[SUPPLIED RECORDS]

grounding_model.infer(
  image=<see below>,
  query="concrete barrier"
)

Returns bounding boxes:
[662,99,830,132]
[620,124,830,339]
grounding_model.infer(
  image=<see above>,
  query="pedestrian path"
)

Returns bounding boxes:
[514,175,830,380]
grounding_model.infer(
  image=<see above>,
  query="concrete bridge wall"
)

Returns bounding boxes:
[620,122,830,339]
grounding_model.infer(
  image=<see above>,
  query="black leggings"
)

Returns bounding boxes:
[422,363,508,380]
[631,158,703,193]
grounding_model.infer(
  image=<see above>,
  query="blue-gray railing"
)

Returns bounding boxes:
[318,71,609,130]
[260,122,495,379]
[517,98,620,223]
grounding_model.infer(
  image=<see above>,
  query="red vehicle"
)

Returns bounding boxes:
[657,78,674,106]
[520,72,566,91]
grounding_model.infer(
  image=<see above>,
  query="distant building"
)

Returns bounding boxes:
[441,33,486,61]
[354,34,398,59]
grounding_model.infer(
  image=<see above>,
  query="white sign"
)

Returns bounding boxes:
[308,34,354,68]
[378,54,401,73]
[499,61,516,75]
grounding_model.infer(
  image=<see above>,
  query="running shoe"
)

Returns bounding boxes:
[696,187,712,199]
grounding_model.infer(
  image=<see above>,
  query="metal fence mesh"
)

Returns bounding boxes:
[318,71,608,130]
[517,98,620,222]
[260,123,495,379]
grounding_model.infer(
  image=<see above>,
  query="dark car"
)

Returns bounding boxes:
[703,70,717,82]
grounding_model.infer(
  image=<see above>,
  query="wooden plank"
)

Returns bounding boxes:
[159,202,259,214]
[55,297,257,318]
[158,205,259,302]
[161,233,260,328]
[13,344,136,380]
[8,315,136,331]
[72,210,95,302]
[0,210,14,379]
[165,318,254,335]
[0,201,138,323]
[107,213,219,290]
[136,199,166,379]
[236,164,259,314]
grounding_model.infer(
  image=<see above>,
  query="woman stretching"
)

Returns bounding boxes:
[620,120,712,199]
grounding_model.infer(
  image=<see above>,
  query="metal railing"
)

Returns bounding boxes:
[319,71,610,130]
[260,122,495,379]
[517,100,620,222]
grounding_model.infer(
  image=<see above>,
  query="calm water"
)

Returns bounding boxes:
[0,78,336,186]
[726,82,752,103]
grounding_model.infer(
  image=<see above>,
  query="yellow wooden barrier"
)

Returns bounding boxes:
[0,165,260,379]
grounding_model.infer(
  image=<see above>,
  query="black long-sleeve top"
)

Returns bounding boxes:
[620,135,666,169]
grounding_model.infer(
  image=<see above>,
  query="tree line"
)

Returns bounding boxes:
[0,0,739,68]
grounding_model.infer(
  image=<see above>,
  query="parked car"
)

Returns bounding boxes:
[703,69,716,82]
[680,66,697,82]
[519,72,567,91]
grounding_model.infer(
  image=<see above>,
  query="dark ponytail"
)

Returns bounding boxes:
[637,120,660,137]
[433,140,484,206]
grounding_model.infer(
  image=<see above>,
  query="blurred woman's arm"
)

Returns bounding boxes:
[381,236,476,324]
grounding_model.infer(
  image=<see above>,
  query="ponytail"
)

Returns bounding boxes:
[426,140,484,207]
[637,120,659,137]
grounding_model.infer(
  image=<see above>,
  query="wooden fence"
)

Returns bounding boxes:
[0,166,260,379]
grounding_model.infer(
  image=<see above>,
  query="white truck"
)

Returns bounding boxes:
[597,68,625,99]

[WORK INSTRUCTIONS] Please report every line in the items above that contains the word "fence", copying each such line in full. Case counts when matching.

[WRITTEN ANSWER]
  query="metal fence mesh"
  query="wooden fence"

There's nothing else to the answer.